───── EXTRACTED ENTRIES ─────

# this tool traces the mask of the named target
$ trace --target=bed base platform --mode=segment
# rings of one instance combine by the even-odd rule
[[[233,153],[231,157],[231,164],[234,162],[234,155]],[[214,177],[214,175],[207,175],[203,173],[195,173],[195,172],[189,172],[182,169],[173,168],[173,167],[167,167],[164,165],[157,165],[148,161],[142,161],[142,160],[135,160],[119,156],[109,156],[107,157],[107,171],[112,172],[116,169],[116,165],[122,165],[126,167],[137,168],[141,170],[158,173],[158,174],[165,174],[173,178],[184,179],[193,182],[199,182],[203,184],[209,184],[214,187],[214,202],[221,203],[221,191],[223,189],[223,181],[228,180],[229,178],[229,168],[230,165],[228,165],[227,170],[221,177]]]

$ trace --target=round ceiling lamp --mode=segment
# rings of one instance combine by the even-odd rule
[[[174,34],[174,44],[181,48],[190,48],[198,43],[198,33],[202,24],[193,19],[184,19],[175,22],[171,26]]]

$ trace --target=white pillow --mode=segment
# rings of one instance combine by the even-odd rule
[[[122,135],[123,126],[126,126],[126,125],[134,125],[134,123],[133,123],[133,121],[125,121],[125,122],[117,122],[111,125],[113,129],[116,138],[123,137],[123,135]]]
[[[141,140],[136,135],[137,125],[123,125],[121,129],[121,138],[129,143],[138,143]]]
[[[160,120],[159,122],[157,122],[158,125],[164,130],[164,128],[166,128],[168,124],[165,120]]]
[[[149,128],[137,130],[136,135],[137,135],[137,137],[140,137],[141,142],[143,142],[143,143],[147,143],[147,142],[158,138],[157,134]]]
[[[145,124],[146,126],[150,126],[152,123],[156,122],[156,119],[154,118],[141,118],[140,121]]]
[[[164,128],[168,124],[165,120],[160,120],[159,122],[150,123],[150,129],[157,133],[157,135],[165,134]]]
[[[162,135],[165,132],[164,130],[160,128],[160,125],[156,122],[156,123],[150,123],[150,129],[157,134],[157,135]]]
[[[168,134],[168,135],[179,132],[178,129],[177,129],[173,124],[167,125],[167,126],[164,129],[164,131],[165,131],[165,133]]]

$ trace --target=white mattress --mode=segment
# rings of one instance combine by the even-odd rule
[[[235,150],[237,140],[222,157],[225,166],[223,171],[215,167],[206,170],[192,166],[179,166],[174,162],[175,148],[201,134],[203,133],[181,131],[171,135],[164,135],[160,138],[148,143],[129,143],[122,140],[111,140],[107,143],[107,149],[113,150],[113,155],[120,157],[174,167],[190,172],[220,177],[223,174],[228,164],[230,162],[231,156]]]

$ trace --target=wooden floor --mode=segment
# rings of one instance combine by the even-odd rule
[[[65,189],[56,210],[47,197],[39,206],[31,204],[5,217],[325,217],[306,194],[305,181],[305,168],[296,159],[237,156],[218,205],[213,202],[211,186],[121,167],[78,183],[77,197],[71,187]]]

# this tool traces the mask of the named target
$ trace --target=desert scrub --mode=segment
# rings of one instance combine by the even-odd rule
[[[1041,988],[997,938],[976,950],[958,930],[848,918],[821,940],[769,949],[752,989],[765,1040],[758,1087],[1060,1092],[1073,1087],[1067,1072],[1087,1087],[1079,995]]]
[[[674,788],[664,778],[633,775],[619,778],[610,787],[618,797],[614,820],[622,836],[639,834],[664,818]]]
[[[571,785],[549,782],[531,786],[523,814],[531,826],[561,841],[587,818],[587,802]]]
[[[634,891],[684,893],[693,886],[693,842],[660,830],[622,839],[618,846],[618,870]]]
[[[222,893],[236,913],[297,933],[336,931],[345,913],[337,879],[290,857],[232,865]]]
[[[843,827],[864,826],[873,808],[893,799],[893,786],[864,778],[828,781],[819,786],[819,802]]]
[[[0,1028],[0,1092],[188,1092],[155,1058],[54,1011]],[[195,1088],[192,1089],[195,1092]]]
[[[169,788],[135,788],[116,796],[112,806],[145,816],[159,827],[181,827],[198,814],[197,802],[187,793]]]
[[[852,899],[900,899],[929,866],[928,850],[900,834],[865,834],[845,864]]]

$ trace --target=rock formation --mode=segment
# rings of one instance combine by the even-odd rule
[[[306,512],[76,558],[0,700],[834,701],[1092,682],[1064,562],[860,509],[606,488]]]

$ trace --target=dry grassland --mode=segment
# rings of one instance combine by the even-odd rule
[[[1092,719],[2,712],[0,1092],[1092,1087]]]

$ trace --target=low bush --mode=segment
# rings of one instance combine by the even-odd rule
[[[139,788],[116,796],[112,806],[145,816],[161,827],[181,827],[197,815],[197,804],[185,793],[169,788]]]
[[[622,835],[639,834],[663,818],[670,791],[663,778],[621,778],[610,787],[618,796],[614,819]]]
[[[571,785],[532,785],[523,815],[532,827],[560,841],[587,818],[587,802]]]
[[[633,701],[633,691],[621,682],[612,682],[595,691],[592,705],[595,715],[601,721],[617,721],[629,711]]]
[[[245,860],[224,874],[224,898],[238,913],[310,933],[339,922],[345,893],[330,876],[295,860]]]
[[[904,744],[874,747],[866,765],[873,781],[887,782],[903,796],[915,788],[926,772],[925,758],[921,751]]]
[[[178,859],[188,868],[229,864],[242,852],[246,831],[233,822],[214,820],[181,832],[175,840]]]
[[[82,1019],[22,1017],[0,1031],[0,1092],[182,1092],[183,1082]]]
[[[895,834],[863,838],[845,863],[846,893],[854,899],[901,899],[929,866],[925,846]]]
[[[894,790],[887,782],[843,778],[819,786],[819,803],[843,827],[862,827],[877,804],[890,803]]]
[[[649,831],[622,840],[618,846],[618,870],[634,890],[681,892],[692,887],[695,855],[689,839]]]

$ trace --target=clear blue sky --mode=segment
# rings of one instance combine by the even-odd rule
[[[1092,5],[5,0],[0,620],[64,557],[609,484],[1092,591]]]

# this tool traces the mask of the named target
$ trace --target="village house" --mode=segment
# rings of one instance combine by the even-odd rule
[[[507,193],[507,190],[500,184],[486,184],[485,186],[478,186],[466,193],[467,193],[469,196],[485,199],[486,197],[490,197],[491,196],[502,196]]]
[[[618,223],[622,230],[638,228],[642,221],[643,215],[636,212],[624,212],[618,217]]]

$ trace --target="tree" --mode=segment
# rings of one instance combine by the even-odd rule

─────

Could you write out the rows again, starting at the line containing "--target=rock formation --mode=segment" and ending at the line containing "[[[1092,719],[2,712],[0,1092],[1092,1087]]]", requests included, with every polygon coordinate in the answers shifted by -149?

EXERCISE RESULT
$ trace --target=rock formation --mode=segment
# rings of one instance combine by the even-odd rule
[[[157,363],[-73,409],[-149,551],[685,552],[943,533],[915,413],[711,360],[457,339]]]

$ trace --target=dry grassland --mode=segment
# rings of one instance combine by the even-odd rule
[[[943,570],[-147,563],[-149,943],[943,938]]]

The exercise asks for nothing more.